(Items listed in a dataset)
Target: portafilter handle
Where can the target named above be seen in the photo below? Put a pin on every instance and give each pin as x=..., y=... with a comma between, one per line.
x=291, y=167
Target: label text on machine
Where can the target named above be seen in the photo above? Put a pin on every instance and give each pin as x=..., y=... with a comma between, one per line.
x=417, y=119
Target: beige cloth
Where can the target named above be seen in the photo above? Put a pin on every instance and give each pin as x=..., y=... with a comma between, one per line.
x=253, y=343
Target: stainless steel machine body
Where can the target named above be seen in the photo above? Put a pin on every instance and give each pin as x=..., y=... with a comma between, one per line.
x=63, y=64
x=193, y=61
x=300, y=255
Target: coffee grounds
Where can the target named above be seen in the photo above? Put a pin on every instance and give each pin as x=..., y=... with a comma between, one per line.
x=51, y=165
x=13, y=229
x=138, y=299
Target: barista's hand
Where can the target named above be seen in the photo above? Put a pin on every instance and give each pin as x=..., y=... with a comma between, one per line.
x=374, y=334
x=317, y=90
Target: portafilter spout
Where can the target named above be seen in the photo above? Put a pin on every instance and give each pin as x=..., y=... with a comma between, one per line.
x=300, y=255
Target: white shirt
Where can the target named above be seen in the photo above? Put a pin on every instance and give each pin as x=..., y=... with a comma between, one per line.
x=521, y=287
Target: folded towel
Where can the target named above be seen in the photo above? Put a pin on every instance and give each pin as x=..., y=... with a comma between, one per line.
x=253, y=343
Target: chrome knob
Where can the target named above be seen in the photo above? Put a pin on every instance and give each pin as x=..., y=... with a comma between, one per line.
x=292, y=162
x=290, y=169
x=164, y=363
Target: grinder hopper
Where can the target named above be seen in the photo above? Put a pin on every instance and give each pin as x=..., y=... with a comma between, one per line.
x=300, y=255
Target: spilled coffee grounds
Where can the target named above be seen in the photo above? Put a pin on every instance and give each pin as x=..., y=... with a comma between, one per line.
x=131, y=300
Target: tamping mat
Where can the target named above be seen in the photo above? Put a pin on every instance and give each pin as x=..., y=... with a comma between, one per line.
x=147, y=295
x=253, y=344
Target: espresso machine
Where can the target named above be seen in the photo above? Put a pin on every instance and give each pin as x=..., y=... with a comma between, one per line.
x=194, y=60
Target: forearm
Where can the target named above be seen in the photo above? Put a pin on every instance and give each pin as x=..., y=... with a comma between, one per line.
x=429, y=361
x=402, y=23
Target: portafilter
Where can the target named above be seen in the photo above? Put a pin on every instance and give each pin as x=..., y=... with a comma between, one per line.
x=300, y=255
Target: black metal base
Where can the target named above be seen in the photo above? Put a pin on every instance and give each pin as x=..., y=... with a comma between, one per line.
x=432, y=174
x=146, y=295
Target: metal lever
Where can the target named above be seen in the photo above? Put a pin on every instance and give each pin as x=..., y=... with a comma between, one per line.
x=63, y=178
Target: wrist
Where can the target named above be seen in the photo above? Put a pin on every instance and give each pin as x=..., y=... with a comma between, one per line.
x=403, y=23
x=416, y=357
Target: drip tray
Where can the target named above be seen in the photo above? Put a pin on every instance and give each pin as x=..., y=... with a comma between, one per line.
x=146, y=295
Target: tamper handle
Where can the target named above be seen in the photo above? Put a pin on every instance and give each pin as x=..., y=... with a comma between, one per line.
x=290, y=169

...

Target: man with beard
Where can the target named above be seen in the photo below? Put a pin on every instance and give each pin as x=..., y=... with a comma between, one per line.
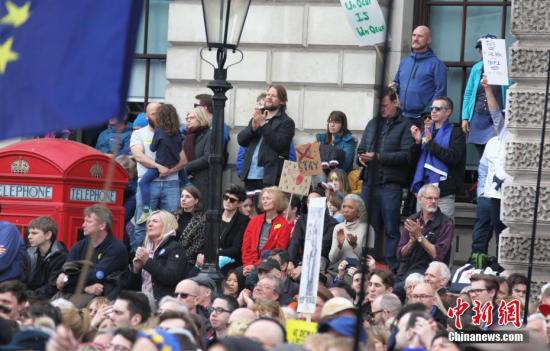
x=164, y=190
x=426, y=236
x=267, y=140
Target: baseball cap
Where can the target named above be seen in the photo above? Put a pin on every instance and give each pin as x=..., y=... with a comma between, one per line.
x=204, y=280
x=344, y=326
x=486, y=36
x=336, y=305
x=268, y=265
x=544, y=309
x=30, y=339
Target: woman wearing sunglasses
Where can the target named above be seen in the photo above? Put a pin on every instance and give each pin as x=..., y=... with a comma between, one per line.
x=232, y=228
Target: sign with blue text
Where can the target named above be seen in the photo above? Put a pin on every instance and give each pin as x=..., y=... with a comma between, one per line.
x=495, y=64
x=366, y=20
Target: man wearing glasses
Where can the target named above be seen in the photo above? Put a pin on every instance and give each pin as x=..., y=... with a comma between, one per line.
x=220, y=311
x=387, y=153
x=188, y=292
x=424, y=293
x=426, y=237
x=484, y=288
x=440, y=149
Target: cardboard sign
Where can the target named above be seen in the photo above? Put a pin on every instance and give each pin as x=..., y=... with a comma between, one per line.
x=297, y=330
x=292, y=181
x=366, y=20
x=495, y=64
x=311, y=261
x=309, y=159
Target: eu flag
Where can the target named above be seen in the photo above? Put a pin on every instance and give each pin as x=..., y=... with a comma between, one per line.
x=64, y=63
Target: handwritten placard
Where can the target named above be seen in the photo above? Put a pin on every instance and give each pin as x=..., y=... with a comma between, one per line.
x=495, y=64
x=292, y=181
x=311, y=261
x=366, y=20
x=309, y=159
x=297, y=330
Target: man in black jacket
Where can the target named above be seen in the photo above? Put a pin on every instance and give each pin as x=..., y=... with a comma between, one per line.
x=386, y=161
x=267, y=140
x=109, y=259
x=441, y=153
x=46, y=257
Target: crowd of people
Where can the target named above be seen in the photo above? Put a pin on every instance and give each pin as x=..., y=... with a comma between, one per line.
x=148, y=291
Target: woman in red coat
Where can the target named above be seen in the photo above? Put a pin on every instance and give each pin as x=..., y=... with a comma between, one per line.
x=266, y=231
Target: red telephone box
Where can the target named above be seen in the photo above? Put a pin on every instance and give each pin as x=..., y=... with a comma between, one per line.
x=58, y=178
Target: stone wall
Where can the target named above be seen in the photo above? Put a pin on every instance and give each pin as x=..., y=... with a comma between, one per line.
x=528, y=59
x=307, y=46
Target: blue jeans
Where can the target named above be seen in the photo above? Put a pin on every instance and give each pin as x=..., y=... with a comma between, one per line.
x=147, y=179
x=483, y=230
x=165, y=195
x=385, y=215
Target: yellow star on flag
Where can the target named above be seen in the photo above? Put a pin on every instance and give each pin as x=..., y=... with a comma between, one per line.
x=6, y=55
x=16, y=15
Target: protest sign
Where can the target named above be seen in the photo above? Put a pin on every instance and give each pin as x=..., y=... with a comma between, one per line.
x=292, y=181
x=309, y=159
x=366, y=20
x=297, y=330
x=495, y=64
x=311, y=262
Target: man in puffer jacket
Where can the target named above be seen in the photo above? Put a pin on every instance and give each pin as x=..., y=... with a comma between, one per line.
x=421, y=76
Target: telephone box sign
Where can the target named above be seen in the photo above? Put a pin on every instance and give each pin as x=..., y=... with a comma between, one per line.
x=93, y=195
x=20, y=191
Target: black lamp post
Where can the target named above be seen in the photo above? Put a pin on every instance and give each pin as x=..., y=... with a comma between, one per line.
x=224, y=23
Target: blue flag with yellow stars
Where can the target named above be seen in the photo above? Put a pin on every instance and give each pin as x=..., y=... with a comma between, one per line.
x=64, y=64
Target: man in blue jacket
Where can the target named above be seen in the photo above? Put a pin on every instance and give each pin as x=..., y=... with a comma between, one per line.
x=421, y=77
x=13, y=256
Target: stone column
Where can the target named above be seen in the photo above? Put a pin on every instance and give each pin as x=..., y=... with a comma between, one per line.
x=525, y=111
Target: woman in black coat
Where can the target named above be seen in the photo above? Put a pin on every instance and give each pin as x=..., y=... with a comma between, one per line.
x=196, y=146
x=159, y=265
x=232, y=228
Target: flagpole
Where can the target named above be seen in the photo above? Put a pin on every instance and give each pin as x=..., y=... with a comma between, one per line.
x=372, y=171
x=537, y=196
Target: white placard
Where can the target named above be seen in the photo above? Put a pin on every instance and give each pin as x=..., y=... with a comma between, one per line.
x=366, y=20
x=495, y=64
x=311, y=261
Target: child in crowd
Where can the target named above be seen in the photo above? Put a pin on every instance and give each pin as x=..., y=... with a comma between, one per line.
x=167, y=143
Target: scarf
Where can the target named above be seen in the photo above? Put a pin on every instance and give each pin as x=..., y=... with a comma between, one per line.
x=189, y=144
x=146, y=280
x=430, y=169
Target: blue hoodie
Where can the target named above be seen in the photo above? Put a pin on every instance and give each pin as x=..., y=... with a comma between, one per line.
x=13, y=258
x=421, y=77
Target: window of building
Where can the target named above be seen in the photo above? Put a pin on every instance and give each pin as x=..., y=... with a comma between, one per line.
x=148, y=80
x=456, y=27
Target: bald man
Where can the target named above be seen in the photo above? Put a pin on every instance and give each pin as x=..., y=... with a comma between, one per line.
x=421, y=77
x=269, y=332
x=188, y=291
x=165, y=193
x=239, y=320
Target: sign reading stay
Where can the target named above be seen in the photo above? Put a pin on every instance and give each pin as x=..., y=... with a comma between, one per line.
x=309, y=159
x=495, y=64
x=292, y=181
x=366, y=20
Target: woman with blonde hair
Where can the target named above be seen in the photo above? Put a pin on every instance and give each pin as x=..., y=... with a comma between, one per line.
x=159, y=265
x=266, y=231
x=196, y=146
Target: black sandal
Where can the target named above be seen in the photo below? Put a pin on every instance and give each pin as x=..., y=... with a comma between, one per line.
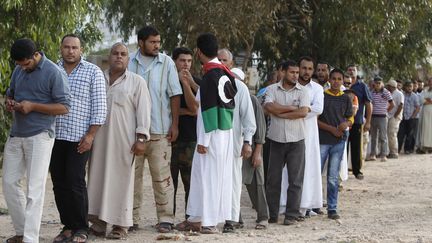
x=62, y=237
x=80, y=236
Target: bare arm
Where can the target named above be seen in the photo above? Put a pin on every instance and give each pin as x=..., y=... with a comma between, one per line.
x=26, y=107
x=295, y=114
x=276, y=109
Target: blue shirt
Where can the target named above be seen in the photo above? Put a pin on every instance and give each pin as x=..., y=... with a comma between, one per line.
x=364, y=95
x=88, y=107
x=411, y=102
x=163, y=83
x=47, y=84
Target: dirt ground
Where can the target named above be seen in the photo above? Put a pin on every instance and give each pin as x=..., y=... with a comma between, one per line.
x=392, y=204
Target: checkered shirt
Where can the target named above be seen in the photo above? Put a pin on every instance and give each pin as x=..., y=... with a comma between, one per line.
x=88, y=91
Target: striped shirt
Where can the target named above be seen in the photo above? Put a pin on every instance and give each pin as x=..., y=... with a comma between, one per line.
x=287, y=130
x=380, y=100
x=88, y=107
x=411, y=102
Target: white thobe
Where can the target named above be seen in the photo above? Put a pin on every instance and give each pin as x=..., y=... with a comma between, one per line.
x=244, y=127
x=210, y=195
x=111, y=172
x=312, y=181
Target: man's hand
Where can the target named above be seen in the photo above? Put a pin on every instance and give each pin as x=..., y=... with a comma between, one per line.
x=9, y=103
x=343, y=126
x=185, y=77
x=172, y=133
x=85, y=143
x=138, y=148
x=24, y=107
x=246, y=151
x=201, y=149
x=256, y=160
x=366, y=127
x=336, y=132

--

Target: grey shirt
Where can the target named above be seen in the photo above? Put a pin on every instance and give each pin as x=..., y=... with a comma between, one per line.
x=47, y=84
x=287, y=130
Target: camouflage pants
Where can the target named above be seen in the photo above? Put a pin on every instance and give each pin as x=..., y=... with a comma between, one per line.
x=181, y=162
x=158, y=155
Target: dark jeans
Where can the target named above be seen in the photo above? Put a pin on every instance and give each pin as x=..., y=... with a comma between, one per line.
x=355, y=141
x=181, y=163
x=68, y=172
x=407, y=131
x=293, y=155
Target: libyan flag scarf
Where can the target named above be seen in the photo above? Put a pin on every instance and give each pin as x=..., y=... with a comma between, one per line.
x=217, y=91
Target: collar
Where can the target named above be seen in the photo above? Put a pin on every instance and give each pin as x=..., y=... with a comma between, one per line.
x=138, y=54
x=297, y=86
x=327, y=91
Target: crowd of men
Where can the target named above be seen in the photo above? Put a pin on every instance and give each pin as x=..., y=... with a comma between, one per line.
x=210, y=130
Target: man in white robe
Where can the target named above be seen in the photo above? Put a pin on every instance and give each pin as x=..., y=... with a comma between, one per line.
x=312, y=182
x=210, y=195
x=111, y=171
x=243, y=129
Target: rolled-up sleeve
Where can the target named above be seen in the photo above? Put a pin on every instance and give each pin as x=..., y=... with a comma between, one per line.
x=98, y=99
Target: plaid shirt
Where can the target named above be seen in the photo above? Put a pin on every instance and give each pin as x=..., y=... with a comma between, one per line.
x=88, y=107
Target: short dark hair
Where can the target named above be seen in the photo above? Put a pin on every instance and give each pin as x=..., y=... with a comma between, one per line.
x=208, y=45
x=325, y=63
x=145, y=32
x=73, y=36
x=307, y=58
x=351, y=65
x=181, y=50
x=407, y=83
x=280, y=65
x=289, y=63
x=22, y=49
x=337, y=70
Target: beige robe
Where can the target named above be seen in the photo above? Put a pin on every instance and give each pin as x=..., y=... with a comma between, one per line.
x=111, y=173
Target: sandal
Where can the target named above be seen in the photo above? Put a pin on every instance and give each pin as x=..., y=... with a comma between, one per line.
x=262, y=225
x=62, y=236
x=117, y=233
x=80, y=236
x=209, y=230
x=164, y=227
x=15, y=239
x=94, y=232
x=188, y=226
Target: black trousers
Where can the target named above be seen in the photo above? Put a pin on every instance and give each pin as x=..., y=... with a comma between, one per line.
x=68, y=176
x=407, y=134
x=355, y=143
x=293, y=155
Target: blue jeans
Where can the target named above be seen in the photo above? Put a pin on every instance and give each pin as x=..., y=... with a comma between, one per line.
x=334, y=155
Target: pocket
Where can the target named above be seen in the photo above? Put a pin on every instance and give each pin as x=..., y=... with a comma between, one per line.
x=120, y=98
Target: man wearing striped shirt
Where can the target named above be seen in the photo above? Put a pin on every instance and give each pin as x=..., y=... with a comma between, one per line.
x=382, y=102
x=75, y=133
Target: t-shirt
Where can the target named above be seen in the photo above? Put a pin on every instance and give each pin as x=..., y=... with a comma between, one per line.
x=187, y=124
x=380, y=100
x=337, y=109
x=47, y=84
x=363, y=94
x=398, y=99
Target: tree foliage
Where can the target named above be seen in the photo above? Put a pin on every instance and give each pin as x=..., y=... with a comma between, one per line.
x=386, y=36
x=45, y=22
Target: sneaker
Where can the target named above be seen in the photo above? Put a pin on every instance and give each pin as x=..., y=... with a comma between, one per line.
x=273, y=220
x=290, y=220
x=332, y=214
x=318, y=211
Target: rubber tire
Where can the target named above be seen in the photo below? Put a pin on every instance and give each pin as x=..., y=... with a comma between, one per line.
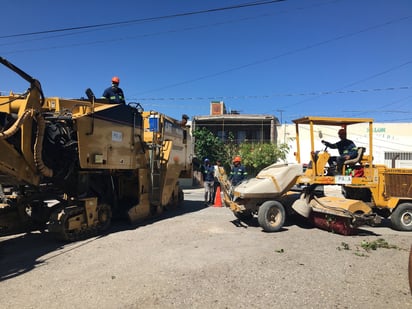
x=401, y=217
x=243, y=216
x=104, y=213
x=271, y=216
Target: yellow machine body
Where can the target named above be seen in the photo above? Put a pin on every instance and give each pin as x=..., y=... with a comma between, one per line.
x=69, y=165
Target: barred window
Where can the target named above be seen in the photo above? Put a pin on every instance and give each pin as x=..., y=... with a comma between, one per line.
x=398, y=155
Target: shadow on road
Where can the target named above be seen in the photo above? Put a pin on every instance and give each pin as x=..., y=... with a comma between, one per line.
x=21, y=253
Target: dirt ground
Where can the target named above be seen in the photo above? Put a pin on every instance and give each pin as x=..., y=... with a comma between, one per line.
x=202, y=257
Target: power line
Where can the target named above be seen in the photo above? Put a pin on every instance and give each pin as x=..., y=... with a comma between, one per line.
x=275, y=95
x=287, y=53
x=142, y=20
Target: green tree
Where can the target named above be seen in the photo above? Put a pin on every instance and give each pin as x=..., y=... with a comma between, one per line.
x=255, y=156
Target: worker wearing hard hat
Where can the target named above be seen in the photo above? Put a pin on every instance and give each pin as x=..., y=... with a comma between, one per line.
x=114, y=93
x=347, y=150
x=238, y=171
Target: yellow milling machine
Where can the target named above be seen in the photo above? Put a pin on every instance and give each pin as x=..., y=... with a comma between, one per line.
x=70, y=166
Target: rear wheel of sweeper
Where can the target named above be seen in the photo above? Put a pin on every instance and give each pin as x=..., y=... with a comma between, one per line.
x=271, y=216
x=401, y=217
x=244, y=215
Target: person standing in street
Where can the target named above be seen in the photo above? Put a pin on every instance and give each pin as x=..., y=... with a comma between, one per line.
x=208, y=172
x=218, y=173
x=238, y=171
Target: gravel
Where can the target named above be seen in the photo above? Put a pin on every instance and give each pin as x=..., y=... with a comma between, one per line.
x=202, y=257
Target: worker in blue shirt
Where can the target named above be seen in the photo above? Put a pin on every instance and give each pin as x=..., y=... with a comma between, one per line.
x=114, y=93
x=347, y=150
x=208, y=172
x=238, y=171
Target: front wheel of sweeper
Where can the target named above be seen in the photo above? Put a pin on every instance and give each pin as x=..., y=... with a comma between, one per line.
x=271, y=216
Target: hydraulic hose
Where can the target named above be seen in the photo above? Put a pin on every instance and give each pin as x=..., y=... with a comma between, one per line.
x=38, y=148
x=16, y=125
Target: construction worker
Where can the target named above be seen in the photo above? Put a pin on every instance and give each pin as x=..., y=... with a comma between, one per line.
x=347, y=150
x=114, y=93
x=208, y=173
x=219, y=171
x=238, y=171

**Exercise**
Set down again, word for word, the stretch of records from the line with "Target: black lamp post" to the line with "Target: window of building", both of those lines included.

**Written answer**
Target: black lamp post
Where can the target named above be seen in the photo above? Put a pin on every instance and give each pin as x=..., y=... with a comma between, one per line.
x=224, y=23
Target: blue flag with yellow stars
Where can the target named above be seen in the photo above? Put a pin on every instance and give each pin as x=..., y=... with a comma between, one per line.
x=64, y=64
Target: man in blue jacket
Where can the target named above be seen in the photo above? Put a pin on every instance and give each pin as x=..., y=... with a comma between, one per line.
x=421, y=77
x=13, y=256
Target: stone column
Where can the target named above be seen in the photo above? Put a pin on every instance and give each pin as x=..., y=... with a comma between, one per line.
x=525, y=111
Target: woman in black coat
Where can the target named above be seen in the photo above? Put a pin on every instance and give each pin as x=..., y=... with a comma between, one per line.
x=196, y=146
x=159, y=265
x=232, y=228
Target: flagpole
Where can the target named above be seen in the photo above? Put a pin on every instance and give each pin as x=..., y=... with a comma between, one per line.
x=372, y=171
x=537, y=196
Target: white placard
Where can the target named above be seen in the photo above? Put a pin on every instance and give each pin as x=..., y=... with a comma between, one per line.
x=366, y=20
x=495, y=64
x=311, y=261
Target: child in crowd
Where can the target named above be seen in the photo above? Put a pin on every instance and give each pin as x=..., y=... with a comma between, one per line.
x=167, y=143
Target: scarf
Where can the target named above be seen in the photo above? Put a pin on every instance and give each pin as x=..., y=... with a comma between, one per line.
x=189, y=144
x=146, y=280
x=430, y=169
Target: blue hoodie
Where can the target named above be seen in the photo above? Put a pin on every instance and give each pin as x=..., y=... with a comma between, one per line.
x=13, y=258
x=421, y=77
Target: window of building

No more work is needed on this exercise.